START DOCUMENT PASSAGE

Once you’ve shaken your drink you will usually need to strain it to separate the ice from the liquid. There are three different types of strainer, wire-rimmed Hawthorne strainers, colander-like julep strainers (less commonly used in the UK) and conical fine-mesh strainers. A Hawthorne strainer fits on the top of your shaker and prevents ice and fruit seeds from leaving the shaker as you pour the liquid out. A fine-mesh strainer is used over the glass to filter out any small ice chips or pieces of fruit when a crystal-clear cocktail is desired. If you don’t have a strainer you could use any flat object over the top of your shaker to stop any large pieces from leaving (such as a small plate or even your (clean) hand) and a tea strainer or sieve over the glass to catch smaller debris. You can buy a Hawthorne and fine-mesh strainer for about £5 each online.


If your recipe calls for a mixing glass you can use just about anything with a smooth side on the inside. Most bars either use the mixing glass from a Boston shaker or a spouted Japanese mixing pitcher, which are elegant but sturdy. If your mixing glass is made from glass make sure that you chill it before use, to avoid reducing the chilling power of the ice introduced when you’re mixing your ingredients. You can purchase a mixing glass online for roughly £12.


If you’re ‘mixing’ (stirring) your drink you will also need a barspoon. There are a wide range of barspoons on the market but I find that the ideal spoon is a Japanese barspoon, around 35cm long, well-balanced and gently threaded. Some spoons have tools on the opposite end but if you’re selecting a spoon for yourself it’s more important to ensure that it feels comfortable in your hand. Stirring is usually performed to chill and dilute cocktails that comprise only of alcohol (i.e. no mixers or juices) without unduly aerating them. If you don’t have a barspoon you could use a knife, a chopstick or a regular spoon with a long handle. A barspoon can be purchased for around £5.


If your drink needs to be ‘muddled’ you will obviously need a ‘muddler’. Muddling mashes fruits, spices or herbs to release their flavour and natural oils. If you don’t have one to hand you could use a heavy wooden spoon handle or (gently) use a pestle. Again you can pick up a muddler online for around £5.

END DOCUMENT PASSAGE
START RECORDS

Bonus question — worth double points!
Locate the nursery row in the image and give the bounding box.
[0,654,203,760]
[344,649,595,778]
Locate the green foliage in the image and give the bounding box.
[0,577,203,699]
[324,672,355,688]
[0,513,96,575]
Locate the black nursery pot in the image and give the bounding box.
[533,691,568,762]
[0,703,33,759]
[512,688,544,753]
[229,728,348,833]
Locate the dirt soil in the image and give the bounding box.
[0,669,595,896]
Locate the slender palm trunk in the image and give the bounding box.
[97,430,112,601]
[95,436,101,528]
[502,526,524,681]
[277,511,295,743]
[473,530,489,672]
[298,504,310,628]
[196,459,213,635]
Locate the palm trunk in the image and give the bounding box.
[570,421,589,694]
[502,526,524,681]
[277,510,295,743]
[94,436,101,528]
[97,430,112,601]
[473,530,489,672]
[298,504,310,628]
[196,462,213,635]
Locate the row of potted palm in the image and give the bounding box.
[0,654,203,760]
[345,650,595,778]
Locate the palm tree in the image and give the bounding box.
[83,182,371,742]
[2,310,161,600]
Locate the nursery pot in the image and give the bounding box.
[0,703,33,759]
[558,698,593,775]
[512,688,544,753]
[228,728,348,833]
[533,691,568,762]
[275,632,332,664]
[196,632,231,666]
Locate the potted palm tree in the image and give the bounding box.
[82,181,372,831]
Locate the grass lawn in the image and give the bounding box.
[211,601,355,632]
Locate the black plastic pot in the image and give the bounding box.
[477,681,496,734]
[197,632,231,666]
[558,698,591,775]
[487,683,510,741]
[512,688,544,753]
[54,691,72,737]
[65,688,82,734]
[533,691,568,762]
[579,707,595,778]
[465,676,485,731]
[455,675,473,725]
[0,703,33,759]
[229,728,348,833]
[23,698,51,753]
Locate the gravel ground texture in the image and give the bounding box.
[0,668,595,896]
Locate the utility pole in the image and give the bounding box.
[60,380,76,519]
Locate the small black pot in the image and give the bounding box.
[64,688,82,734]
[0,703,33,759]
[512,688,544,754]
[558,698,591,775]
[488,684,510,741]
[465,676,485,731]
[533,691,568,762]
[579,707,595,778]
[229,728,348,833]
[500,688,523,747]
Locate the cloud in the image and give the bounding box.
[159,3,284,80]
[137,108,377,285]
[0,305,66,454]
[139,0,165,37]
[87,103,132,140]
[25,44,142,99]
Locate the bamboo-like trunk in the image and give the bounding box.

END RECORDS

# WHAT THIS TASK INVOLVES
Carry the passage on home cocktail tools forward from its final sentence. The entries are not needed here.

# EXERCISE OUTPUT
You will definitely need ice when preparing your cocktails! It’s best to use filtered water to make your ice and I like to use silicone ice moulds. If you’re storing ice in your freezer with other foods, always store it in zip-locked freezer bags to avoid food odours from contaminating it. Ice moulds are readily available, cheap to buy and come in many different shapes and sizes so you can get creative and find which works best for you. If you need crushed ice you can either put your ice in a freezer bag and hit it with a rolling pin or blitz the ice in a blender or food processor until you have the desired consistency.


When squeezing fruit you can either do this by hand or with an ‘elbow juicer’. Fruit can be squeezed in advance and kept, covered, in the fridge for up to eight hours, but I recommend squeezing to order, when the oils from the peels are still fresh, which best complements the bitterness of the pith. Whilst we are on the subject of fruit, rolling citrus fruits before squeezing them (or even microwaving them for a few seconds) can make a real difference to the juice yield. An elbow juicer can be picked up online for around £8.


As you can see there are many hacks for cocktail equipment and you don’t have to spend a great deal of money to dabble in the art of mixology. However, if you find that it is something you enjoy, I would definitely recommend that you invest in some good equipment. Part of the fun of cocktail making is in the show and the enjoyment of constructing your drink well. There’s something special about whipping out your treasured tools and like any artist familiar with their craft, the quality will be reflected in the magic of your drink. Cheers!